**Input data:**
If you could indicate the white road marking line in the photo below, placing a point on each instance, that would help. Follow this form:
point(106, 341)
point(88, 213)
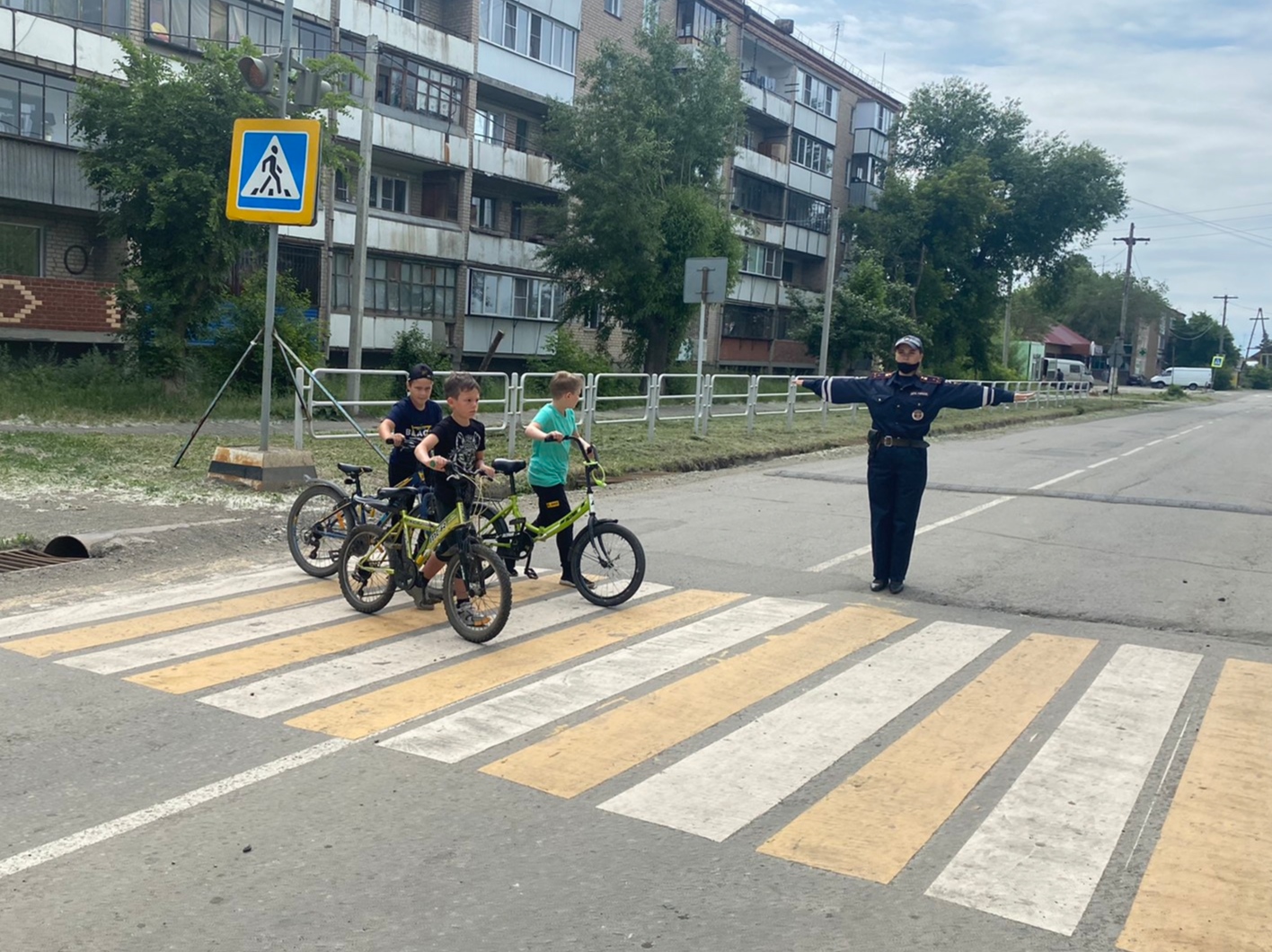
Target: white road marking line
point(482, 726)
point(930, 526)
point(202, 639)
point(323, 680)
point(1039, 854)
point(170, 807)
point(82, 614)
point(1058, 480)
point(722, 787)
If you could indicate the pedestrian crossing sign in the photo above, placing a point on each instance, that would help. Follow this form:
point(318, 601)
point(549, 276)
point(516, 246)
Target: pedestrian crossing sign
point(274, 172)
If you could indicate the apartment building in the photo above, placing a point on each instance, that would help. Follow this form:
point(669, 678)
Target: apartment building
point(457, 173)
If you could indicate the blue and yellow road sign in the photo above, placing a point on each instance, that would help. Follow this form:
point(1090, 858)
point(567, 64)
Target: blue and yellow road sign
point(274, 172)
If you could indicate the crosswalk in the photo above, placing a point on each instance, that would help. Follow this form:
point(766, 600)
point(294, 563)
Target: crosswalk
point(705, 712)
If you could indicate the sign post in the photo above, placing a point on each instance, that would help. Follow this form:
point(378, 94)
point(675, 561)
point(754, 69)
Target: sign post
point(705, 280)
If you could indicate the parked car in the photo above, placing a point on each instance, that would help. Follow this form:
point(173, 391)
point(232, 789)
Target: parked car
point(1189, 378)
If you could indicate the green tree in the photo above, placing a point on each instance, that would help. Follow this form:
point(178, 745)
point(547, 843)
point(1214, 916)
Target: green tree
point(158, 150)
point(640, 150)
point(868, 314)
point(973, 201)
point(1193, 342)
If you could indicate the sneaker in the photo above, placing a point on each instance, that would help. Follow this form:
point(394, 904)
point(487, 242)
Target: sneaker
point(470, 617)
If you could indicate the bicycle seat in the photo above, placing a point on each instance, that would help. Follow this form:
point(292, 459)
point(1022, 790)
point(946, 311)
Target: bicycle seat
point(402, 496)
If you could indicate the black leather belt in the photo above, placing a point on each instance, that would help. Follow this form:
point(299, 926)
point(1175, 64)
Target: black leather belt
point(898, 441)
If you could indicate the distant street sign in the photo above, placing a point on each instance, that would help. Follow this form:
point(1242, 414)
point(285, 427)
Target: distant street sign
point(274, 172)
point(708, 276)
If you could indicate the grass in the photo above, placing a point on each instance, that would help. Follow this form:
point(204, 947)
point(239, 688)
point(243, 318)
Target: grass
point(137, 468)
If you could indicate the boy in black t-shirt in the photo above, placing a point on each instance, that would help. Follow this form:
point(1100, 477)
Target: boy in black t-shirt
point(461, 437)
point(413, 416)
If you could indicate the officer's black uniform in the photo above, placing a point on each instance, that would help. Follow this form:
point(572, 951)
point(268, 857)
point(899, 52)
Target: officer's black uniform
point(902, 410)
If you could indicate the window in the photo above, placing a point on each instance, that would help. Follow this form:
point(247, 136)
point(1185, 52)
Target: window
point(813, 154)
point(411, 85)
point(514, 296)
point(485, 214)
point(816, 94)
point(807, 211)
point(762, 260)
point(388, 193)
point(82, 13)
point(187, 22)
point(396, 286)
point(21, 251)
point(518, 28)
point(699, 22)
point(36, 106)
...
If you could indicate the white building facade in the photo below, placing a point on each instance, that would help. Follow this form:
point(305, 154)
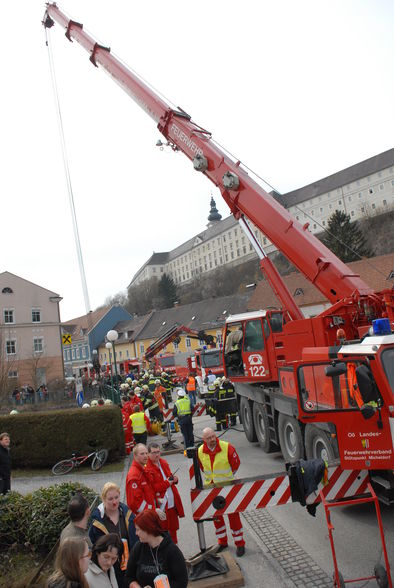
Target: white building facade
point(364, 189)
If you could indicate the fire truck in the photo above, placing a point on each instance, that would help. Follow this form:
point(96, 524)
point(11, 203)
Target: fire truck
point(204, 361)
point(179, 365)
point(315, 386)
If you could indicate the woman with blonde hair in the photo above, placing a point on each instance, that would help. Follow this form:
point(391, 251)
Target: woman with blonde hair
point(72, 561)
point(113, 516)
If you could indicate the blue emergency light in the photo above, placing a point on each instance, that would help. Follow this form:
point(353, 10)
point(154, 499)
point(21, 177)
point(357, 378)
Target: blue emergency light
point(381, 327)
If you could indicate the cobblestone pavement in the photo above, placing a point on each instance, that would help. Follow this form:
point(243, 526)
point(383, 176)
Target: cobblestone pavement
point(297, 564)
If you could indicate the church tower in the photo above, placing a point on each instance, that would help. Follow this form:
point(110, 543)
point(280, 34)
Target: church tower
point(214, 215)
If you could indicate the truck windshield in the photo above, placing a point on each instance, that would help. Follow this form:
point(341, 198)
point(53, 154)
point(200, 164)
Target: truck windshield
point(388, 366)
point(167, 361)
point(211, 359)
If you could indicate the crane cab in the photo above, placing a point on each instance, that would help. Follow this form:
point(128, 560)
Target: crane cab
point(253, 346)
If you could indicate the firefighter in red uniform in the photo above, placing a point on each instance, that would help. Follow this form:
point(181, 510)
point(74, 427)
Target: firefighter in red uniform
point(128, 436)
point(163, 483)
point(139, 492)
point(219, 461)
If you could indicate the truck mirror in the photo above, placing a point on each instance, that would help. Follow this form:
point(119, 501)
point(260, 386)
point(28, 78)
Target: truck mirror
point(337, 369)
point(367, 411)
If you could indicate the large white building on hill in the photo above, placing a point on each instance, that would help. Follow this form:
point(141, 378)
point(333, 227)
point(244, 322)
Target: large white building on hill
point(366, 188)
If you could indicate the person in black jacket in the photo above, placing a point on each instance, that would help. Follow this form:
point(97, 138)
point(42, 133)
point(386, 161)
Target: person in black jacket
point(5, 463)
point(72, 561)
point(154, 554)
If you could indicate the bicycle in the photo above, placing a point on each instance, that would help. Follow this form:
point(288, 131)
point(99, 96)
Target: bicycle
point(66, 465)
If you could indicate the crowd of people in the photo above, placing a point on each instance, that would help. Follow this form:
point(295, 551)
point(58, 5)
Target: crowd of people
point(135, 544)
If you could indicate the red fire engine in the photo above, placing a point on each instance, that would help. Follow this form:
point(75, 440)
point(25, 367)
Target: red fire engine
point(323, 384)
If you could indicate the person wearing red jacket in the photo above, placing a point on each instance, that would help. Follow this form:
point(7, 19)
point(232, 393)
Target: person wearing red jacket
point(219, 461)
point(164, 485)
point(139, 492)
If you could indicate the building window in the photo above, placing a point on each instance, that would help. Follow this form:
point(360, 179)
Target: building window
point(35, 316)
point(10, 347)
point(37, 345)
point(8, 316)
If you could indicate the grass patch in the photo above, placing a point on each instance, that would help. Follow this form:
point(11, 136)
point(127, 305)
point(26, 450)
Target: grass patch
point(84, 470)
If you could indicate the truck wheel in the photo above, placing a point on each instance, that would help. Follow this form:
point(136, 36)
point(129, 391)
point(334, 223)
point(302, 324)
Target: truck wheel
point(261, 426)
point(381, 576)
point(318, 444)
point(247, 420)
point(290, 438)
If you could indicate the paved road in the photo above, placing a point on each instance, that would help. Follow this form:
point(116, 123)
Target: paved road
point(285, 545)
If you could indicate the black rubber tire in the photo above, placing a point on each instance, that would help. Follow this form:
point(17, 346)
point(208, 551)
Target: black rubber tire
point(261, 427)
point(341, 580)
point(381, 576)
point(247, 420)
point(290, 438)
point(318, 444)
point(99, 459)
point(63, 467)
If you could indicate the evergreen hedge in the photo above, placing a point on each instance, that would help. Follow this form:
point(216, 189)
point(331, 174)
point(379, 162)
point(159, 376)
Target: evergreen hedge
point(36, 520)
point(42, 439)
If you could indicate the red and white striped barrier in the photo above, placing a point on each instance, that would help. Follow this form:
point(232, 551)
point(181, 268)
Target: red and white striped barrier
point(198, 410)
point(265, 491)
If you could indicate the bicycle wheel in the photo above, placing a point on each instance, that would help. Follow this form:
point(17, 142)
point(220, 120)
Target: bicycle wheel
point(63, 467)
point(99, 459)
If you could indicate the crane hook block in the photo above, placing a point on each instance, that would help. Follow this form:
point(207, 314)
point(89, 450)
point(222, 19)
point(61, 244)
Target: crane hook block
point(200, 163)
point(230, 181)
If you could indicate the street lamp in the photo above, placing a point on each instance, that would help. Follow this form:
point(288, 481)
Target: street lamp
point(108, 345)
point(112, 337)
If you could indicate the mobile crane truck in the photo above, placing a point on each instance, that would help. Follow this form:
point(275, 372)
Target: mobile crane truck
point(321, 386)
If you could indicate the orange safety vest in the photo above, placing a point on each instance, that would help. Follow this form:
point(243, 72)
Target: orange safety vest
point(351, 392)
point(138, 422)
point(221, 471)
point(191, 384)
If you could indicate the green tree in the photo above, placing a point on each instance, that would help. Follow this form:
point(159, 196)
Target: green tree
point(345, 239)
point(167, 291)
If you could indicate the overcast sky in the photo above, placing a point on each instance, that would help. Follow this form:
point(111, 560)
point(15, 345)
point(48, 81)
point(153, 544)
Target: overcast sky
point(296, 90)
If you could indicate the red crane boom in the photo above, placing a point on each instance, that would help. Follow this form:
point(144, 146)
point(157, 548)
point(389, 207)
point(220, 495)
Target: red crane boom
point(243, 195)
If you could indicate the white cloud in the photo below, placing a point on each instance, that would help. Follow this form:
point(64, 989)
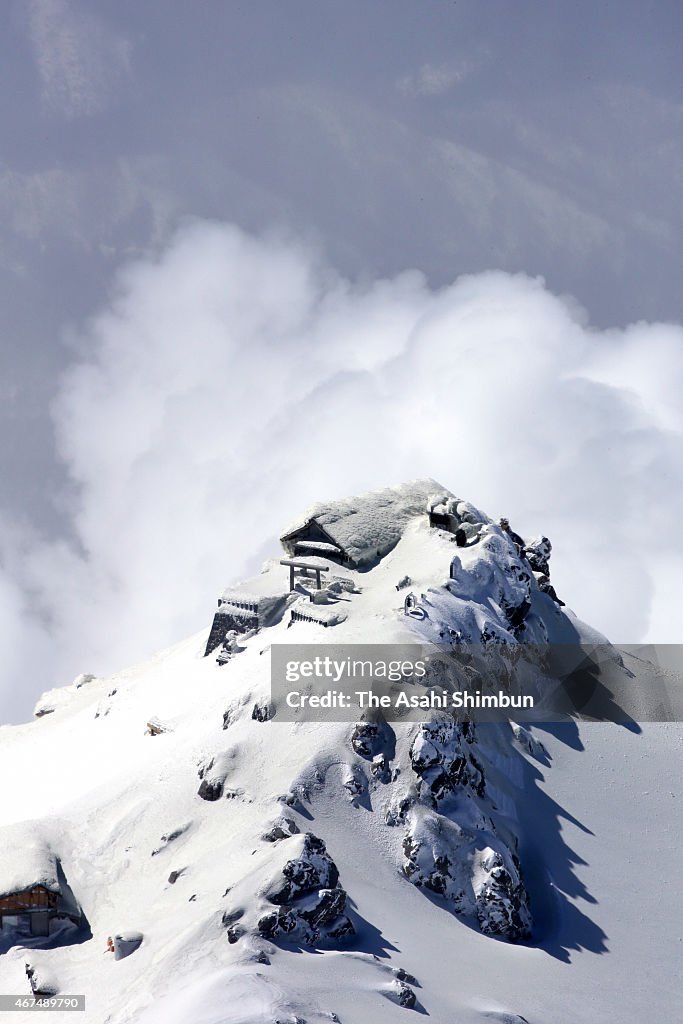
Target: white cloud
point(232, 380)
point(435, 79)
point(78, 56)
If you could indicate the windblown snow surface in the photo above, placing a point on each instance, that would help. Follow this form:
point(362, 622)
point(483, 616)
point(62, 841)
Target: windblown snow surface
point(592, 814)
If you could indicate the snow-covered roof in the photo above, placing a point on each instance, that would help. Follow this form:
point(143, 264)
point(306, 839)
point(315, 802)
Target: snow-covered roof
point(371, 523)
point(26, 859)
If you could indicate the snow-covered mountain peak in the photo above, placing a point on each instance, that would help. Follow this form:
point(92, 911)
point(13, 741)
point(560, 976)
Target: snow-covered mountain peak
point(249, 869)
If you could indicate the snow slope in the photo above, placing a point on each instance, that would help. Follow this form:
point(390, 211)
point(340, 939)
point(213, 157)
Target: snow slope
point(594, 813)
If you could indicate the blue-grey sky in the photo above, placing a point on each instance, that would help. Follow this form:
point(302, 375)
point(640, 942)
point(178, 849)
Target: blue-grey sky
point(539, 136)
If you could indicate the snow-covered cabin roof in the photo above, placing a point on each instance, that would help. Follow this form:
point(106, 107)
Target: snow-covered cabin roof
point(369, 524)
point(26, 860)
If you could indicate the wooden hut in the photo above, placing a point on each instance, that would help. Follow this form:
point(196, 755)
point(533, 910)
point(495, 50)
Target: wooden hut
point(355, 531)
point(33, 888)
* * *
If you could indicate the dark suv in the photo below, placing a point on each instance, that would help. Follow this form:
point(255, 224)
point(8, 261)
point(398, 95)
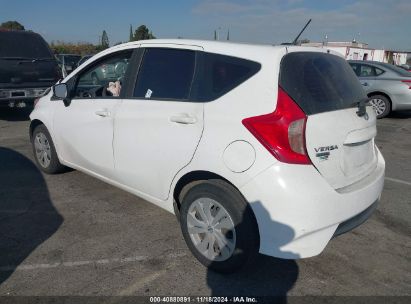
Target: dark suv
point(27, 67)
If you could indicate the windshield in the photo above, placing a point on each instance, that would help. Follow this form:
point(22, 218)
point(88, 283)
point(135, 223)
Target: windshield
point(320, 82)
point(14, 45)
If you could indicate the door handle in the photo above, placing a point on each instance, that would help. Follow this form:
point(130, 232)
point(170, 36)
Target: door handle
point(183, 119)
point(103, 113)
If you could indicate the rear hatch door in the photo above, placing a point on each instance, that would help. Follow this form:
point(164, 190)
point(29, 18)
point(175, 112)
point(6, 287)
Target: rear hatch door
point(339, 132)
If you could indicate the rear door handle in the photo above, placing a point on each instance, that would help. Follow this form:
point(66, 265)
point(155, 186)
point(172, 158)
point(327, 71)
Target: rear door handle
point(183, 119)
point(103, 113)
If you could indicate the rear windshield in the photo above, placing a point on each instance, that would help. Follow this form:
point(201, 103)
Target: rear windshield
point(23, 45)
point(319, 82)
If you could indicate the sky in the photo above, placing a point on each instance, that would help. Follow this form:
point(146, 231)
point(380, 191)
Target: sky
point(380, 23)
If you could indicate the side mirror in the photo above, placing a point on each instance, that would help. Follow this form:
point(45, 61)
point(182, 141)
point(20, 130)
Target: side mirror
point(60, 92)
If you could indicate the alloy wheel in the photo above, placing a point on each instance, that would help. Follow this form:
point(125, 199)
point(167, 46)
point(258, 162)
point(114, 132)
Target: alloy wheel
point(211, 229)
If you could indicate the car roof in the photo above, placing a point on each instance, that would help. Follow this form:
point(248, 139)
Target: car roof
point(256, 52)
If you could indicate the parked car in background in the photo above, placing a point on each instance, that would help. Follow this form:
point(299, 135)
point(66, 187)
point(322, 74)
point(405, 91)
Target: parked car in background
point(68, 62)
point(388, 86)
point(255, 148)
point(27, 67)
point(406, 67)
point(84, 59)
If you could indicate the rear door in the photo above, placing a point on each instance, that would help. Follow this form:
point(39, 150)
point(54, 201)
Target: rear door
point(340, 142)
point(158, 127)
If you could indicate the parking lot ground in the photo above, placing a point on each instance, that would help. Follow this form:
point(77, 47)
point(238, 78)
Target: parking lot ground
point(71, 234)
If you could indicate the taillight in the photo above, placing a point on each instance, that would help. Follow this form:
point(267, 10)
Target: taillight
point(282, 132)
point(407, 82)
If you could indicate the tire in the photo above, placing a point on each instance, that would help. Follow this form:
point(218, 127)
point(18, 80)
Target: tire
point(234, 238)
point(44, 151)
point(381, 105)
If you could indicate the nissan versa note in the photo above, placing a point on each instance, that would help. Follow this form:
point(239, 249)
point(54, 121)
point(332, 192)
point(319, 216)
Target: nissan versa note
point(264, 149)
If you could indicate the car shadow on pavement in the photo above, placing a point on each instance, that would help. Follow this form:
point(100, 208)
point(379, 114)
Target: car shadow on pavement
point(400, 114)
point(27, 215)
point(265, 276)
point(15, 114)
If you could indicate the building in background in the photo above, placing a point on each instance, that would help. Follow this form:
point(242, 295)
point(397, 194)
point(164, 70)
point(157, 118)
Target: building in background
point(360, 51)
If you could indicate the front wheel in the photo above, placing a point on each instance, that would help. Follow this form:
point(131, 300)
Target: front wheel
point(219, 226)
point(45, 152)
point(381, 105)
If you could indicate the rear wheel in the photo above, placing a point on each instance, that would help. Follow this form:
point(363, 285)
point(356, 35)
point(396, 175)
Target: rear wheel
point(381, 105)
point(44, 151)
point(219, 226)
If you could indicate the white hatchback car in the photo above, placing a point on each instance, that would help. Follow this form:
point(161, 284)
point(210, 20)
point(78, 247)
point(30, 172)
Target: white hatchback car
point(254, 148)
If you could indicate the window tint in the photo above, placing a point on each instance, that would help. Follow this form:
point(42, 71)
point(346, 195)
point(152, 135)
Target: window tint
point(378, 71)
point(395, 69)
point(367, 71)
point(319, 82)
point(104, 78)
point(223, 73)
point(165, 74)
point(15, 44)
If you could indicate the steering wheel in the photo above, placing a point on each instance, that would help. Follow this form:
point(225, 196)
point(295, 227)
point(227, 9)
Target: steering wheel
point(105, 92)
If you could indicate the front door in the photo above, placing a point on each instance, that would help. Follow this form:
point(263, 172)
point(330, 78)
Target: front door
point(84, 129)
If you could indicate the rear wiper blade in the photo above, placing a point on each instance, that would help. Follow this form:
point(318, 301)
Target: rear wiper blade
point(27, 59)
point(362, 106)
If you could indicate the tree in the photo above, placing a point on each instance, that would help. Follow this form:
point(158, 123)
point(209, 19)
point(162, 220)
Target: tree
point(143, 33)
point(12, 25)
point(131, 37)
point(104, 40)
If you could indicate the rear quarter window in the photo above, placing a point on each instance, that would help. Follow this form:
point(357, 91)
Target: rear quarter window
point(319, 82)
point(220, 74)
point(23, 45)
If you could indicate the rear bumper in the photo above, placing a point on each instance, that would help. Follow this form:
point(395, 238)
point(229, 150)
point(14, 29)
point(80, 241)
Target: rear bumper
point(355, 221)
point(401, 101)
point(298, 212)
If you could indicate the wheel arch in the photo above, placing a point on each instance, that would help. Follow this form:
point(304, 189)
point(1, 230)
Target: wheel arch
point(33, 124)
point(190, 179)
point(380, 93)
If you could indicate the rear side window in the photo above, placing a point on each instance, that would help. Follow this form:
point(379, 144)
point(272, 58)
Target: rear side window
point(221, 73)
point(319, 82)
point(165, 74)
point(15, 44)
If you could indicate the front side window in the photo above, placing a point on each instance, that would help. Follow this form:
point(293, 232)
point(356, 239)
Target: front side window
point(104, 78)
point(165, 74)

**Exercise directions:** Repeat, word for word, the lines from the one containing "If you could indicate the white road" through the one containing "point(470, 617)", keeping both of those lines. Leave the picture out of your copy.

**Right answer:**
If you could indicate the white road marking line in the photo below, placing a point on each instance, that would help. Follow this form:
point(106, 341)
point(88, 213)
Target: white road marking line
point(482, 726)
point(930, 526)
point(202, 639)
point(323, 680)
point(1039, 854)
point(170, 807)
point(82, 614)
point(1058, 480)
point(722, 787)
If you could indicate the pedestrian crossing sign in the photo above, placing a point on each instance, that would help. Follow this form:
point(318, 601)
point(549, 276)
point(516, 246)
Target: pedestrian crossing sign
point(274, 172)
If you could indicate the apartment building in the photo above, placing a point on each instance, that would help. Follow this form:
point(669, 678)
Target: apartment building
point(457, 173)
If you could indicate the blue and yellow road sign in the photo above, placing a point on each instance, that would help. Follow this form:
point(1090, 858)
point(567, 64)
Target: blue and yellow road sign
point(274, 172)
If you could indicate the crosswalk in the photo above, placing a point on each instance, that would help. Follow this form:
point(766, 600)
point(294, 563)
Target: crosswalk
point(705, 712)
If you could indicate the sign post in the photo above, placing a point on each instance, that would help. Follow this form:
point(378, 94)
point(675, 561)
point(754, 69)
Target: sign post
point(705, 280)
If you could indicate the parked car in the photo above, placing a point on each instance, that would help. Follow this form:
point(173, 391)
point(232, 789)
Target: parked car
point(1189, 378)
If you could indicate the green tree in the photo above, placing a point on each instance, that would help. Follow this form:
point(178, 745)
point(547, 843)
point(1214, 916)
Target: green tree
point(158, 150)
point(640, 150)
point(868, 314)
point(973, 201)
point(1193, 342)
If you could indicate the sneaker in the photo above, placing a point on each instance, that would help. Follow this form:
point(394, 904)
point(487, 242)
Target: sneaker
point(470, 617)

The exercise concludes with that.